GIVEN RECORDS:
__________________________________________________

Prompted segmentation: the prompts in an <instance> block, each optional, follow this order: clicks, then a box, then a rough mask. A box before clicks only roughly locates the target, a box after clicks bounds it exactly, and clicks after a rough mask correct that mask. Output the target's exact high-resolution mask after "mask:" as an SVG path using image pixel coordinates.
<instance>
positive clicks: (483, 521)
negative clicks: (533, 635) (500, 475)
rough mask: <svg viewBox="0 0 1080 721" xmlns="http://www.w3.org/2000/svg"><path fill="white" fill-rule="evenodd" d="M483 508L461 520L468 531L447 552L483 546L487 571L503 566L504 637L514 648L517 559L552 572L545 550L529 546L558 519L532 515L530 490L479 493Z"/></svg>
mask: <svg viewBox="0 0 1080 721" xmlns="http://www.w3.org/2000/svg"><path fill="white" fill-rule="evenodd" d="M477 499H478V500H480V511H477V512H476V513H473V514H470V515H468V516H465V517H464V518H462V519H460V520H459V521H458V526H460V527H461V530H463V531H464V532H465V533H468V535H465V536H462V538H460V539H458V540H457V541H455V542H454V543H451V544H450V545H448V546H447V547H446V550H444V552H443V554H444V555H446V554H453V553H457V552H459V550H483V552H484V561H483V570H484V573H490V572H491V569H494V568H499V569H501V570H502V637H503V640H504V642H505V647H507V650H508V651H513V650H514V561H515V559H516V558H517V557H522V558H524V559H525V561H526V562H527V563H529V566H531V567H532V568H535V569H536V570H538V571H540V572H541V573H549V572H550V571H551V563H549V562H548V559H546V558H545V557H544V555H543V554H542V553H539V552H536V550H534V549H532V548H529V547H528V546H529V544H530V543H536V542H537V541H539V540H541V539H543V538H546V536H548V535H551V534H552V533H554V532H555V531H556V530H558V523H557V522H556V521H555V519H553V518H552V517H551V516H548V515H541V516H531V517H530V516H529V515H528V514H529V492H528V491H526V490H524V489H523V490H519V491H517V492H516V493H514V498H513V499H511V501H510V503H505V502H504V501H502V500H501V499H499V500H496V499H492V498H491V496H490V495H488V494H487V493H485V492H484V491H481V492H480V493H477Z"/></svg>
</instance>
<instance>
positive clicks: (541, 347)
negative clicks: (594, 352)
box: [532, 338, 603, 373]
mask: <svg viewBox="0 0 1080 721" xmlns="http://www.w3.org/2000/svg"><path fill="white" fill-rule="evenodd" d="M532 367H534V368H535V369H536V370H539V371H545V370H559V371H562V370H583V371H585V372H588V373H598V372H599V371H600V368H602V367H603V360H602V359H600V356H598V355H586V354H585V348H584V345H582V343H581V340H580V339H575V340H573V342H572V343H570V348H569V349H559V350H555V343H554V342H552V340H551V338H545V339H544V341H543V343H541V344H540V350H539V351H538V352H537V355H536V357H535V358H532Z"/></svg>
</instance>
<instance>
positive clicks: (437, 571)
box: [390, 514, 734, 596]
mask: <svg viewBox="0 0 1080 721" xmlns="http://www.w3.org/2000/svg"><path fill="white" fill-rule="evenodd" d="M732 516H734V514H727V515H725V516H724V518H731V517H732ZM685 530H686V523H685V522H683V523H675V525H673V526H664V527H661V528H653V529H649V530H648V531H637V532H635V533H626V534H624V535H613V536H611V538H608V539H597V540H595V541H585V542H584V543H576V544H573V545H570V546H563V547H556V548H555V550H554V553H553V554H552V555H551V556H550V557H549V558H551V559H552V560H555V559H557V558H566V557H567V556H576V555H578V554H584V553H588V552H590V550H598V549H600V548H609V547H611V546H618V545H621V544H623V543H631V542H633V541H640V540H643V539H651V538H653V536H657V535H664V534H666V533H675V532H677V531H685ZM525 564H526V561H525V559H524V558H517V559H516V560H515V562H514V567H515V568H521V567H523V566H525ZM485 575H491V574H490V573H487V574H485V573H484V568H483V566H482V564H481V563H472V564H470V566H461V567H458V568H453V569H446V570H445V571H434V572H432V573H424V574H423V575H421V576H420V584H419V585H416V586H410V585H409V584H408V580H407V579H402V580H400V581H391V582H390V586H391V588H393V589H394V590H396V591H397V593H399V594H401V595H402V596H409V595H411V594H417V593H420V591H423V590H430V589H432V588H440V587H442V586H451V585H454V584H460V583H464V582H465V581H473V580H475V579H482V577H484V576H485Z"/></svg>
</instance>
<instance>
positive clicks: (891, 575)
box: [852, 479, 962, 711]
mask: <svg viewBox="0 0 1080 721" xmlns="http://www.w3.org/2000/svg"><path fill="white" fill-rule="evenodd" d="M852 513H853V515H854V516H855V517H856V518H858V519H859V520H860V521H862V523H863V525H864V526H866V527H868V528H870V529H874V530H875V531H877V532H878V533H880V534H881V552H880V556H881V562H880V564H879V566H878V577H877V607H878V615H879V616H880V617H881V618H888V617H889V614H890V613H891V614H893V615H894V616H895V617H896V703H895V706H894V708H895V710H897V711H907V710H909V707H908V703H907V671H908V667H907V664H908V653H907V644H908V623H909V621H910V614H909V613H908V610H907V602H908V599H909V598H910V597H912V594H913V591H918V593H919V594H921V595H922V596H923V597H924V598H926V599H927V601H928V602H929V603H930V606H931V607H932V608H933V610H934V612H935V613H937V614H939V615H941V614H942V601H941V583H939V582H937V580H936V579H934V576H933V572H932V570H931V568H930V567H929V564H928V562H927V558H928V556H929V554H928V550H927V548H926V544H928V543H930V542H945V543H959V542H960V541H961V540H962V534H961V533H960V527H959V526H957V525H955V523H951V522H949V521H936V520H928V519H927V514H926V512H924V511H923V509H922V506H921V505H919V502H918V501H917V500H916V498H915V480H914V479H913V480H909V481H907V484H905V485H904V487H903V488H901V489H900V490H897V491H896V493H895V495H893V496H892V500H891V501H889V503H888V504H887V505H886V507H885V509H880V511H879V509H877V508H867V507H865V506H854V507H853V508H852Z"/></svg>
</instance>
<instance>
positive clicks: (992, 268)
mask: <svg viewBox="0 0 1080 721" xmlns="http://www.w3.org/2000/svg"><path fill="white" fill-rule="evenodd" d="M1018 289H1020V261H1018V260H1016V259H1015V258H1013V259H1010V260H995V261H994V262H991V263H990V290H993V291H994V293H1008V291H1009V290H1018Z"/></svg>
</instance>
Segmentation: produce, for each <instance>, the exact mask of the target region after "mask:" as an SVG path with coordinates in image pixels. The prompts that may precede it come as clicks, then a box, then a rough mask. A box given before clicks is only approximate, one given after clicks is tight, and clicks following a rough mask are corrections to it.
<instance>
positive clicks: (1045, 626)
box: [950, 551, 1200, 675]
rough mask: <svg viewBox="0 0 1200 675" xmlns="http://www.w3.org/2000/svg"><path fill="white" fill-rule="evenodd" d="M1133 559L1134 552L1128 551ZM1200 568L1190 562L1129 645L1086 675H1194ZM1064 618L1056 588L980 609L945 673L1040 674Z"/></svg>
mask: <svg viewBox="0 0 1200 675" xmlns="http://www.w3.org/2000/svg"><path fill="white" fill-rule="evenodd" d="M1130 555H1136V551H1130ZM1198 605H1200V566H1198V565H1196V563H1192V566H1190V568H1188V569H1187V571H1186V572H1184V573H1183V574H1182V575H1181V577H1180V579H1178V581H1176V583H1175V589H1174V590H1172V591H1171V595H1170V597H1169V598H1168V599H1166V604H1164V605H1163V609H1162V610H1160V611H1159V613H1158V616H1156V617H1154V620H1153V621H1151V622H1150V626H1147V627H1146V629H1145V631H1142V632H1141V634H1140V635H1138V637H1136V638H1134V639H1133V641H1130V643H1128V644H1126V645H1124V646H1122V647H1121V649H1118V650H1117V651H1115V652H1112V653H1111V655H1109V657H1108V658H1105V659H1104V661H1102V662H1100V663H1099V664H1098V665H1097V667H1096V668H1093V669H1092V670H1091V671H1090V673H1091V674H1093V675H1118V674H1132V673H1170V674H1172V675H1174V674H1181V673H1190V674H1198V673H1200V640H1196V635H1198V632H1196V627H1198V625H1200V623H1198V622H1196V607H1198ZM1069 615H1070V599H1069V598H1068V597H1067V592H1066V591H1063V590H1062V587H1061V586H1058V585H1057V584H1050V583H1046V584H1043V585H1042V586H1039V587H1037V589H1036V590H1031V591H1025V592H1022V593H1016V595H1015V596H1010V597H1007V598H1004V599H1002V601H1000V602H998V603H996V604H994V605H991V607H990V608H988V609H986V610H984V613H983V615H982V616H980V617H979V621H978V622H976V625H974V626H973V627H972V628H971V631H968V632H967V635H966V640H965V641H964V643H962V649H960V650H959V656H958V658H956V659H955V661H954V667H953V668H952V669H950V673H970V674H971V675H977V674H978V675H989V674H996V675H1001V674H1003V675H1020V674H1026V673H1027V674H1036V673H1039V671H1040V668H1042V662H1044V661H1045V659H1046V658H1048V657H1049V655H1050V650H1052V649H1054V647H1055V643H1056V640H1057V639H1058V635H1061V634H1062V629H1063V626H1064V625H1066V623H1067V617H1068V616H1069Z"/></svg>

__________________________________________________

JOB: Find each line of the material that contains the string "negative", and copy those lines in full. Matching is case-sensitive.

WRITTEN ANSWER:
negative clicks: (533, 635) (500, 475)
negative clicks: (594, 352)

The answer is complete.